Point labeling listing
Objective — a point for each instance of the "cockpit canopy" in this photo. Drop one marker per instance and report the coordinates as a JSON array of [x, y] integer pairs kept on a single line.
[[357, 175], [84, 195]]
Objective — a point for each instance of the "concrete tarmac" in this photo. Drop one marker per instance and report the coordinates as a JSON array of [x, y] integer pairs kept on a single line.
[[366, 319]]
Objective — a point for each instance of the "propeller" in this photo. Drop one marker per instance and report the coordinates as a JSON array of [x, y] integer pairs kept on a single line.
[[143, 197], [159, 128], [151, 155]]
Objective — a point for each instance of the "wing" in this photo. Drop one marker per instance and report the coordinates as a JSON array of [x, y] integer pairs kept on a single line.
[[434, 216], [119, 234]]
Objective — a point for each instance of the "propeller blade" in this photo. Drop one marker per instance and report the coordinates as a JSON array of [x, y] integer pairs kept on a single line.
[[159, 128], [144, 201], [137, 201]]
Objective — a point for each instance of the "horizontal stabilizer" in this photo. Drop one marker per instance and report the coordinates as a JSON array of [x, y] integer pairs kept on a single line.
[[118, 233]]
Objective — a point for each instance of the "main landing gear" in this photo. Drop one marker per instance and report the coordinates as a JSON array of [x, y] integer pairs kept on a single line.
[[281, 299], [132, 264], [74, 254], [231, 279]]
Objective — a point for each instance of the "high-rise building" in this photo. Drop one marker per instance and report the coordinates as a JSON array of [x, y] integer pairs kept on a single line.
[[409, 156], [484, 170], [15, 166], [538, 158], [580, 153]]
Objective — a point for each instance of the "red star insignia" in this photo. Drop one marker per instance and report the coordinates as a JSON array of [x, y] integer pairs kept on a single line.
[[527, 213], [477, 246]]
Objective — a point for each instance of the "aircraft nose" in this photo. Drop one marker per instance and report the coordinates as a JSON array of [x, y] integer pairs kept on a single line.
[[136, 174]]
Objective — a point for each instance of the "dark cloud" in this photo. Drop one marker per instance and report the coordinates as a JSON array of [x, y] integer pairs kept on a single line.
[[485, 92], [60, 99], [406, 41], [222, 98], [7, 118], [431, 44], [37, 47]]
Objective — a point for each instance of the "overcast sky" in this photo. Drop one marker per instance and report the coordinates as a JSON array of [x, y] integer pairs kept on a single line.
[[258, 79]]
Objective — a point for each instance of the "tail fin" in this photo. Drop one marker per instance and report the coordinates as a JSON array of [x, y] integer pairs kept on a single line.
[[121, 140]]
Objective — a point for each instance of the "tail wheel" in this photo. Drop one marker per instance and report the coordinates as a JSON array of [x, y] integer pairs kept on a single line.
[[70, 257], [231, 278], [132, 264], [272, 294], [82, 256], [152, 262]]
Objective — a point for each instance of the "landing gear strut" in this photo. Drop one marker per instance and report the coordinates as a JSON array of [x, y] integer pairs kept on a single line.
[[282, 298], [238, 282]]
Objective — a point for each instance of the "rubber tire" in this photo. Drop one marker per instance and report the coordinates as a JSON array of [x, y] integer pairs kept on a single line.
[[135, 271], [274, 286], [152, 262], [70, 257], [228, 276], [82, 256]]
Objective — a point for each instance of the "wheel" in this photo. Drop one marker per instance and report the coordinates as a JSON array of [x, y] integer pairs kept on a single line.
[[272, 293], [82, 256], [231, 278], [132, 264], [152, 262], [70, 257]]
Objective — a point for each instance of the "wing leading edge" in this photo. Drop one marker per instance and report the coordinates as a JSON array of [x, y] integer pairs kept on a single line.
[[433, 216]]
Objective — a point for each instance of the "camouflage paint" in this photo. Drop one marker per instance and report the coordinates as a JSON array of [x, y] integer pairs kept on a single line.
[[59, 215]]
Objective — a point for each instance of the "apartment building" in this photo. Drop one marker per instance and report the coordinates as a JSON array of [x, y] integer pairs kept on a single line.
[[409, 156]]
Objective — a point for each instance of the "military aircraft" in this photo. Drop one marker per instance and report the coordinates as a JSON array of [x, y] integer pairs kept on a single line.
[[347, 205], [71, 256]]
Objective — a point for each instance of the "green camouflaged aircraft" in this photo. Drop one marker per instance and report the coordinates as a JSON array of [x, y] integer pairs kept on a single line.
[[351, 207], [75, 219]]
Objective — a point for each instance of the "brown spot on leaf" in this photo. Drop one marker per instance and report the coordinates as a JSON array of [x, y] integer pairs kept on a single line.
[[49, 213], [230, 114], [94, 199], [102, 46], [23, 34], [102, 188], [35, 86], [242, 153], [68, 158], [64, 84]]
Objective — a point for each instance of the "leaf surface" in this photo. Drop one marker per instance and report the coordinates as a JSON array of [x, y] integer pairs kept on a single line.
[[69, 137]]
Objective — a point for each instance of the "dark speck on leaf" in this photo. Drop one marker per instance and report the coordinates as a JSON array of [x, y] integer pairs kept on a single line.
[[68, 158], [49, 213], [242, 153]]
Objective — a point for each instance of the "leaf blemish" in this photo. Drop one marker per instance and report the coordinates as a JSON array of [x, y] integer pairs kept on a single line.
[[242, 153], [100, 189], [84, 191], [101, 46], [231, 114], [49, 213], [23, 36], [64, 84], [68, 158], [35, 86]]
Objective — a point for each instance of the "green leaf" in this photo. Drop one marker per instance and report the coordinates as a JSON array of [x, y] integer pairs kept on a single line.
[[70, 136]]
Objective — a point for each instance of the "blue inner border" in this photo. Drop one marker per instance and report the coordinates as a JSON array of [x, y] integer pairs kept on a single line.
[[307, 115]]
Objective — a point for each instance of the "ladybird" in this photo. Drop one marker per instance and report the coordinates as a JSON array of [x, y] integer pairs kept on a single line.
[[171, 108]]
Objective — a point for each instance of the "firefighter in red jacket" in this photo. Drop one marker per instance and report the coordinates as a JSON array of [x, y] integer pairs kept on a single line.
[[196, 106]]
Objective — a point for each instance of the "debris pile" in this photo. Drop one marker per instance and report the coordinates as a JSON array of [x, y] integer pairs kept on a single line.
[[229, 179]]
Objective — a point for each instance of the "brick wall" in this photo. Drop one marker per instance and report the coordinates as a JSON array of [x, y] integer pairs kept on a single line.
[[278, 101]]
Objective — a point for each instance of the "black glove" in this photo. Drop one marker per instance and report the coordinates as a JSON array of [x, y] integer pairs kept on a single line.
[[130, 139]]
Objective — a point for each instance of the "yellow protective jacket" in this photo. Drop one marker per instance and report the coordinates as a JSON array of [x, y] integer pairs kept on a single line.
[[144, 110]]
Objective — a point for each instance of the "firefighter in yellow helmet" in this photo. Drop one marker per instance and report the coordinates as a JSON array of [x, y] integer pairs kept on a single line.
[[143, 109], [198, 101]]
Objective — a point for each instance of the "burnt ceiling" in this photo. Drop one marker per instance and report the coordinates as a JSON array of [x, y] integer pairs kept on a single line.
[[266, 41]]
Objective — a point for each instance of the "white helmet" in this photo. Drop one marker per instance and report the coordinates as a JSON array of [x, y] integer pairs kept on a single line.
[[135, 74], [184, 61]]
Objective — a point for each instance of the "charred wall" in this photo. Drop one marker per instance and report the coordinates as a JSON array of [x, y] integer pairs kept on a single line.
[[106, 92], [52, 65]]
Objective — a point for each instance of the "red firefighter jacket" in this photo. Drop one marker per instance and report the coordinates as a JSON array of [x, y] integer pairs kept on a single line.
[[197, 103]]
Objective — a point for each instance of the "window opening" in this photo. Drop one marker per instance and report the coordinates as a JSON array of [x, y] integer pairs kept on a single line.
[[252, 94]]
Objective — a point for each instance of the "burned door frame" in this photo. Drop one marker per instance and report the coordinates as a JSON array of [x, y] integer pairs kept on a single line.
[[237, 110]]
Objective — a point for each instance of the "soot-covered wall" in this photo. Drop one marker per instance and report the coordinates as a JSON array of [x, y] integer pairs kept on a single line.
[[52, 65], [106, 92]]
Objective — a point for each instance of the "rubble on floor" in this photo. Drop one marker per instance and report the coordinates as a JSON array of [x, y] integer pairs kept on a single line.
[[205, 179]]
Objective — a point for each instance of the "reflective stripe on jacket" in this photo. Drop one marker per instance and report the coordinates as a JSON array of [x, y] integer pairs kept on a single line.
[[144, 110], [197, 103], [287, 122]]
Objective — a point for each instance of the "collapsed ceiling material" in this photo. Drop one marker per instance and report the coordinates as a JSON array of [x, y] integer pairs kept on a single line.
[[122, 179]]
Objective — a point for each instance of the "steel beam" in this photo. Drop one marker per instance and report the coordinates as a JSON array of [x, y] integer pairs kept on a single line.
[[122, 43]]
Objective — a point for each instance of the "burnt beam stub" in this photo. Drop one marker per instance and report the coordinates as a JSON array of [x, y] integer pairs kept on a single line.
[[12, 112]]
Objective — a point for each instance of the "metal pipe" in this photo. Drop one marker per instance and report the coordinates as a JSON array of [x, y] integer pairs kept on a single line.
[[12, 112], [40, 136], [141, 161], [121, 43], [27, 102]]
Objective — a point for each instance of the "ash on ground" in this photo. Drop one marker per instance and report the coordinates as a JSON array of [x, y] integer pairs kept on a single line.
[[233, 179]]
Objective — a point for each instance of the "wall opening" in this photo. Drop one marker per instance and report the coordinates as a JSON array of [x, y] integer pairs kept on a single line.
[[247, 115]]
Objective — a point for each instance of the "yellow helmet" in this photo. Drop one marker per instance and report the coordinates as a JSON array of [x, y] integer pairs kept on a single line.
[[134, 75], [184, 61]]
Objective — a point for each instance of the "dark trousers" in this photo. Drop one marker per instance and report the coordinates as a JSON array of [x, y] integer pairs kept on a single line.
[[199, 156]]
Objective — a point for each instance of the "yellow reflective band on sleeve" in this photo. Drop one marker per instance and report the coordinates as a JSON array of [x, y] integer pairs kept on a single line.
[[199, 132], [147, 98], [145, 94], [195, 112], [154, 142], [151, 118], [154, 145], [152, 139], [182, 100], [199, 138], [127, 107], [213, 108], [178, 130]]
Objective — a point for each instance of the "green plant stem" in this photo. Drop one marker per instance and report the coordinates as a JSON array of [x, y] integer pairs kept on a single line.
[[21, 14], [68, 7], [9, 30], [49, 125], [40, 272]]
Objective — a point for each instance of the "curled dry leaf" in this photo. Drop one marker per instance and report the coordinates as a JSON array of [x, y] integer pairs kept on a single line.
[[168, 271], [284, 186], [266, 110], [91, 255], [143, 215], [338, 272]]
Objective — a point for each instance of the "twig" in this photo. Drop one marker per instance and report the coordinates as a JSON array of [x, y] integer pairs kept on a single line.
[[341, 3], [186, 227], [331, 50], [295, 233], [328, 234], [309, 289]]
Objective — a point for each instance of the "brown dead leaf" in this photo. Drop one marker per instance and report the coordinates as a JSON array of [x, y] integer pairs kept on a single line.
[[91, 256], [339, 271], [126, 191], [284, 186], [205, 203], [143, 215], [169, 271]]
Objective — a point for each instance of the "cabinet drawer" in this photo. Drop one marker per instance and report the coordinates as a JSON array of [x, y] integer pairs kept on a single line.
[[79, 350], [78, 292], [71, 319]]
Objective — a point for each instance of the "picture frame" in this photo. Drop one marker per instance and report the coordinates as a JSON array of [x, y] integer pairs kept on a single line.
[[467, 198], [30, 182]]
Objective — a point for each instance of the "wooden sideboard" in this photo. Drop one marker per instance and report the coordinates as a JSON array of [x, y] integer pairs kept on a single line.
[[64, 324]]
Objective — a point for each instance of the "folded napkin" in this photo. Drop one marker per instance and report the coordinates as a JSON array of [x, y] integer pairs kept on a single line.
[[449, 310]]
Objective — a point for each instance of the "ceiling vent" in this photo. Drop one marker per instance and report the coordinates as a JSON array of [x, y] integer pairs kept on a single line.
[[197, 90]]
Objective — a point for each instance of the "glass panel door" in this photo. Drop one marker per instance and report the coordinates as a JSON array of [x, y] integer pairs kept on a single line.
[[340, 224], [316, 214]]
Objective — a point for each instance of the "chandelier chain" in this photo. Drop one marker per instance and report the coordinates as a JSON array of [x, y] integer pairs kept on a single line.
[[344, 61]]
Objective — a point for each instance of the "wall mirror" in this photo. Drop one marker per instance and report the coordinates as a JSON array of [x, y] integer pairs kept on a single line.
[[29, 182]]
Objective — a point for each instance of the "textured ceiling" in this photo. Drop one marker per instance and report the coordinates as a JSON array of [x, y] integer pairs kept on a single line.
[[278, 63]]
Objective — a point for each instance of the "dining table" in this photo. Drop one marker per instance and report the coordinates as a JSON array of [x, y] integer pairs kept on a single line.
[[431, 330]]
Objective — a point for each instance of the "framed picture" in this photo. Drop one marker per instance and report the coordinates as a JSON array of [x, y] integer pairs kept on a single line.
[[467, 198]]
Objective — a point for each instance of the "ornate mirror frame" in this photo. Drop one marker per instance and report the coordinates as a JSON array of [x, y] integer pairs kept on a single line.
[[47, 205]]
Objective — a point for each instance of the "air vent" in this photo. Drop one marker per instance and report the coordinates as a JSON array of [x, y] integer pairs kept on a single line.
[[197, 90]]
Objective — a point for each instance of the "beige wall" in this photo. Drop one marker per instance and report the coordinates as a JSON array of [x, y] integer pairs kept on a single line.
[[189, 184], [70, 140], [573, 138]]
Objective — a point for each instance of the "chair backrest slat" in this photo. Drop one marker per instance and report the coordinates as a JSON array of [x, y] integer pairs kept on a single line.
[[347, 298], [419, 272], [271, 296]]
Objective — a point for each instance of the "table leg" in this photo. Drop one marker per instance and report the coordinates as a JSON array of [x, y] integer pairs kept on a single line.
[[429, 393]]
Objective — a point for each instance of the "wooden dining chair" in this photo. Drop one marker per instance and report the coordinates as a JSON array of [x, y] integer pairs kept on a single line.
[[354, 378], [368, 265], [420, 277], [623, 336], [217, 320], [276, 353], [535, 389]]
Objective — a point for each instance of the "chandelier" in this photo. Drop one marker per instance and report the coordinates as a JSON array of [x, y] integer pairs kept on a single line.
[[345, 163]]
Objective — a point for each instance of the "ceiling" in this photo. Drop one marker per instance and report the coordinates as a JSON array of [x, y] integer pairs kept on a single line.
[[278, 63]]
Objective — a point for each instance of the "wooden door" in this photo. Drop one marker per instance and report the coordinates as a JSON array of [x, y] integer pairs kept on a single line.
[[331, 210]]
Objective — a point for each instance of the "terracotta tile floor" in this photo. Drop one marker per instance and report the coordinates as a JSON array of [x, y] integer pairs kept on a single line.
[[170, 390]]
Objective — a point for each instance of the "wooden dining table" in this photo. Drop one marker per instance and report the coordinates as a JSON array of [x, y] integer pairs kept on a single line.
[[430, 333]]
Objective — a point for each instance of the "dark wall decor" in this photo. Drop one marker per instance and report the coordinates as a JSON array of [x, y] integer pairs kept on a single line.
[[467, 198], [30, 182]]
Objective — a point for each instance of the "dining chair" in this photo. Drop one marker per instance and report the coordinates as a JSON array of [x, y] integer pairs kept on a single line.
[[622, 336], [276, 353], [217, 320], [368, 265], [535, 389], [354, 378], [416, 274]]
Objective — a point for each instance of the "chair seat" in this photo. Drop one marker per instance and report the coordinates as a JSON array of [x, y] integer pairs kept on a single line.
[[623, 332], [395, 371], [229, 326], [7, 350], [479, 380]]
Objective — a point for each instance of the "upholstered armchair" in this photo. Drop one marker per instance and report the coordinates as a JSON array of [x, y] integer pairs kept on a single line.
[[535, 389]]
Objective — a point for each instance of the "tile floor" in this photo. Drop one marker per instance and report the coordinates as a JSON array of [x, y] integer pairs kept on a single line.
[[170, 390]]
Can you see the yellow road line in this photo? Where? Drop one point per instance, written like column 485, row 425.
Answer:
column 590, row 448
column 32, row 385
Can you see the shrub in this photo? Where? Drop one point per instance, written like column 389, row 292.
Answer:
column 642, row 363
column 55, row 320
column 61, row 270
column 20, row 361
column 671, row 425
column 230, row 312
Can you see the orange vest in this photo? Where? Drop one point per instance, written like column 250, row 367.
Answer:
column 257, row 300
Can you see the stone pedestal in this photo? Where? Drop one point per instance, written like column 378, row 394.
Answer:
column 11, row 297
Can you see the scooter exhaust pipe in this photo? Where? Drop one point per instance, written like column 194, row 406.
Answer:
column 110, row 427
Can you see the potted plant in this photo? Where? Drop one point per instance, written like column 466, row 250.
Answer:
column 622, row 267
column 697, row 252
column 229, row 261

> _GIVEN INSTRUCTION_
Print the lines of the listing above from its first line through the line that contains "[[434, 216], [119, 234]]", reproducing them verbatim.

> _EXERCISE SOLUTION_
Objective — a point for each instance of the "cockpit canopy" in this photo. Drop one marker per instance and report the coordinates as a JSON array of [x, y] integer pairs kept on a single line.
[[357, 175], [84, 195]]
Objective — a point for each instance of the "concrete tarmac" in this photo. Drop one marker per instance and report the coordinates as a JSON array of [x, y] integer pairs kept on a single line.
[[366, 319]]
Objective — a point for each instance of the "propeller" in this photo. Drop one marker per instance and report the coordinates as a JSON array of [x, y] integer pairs kept on a single line.
[[143, 197], [159, 128], [151, 155]]
Objective — a point for each instance of the "wing" in this photo. Drop one marker per instance and report the coordinates as a JSON array of [x, y] integer pairs kept on a single line.
[[434, 216], [119, 234]]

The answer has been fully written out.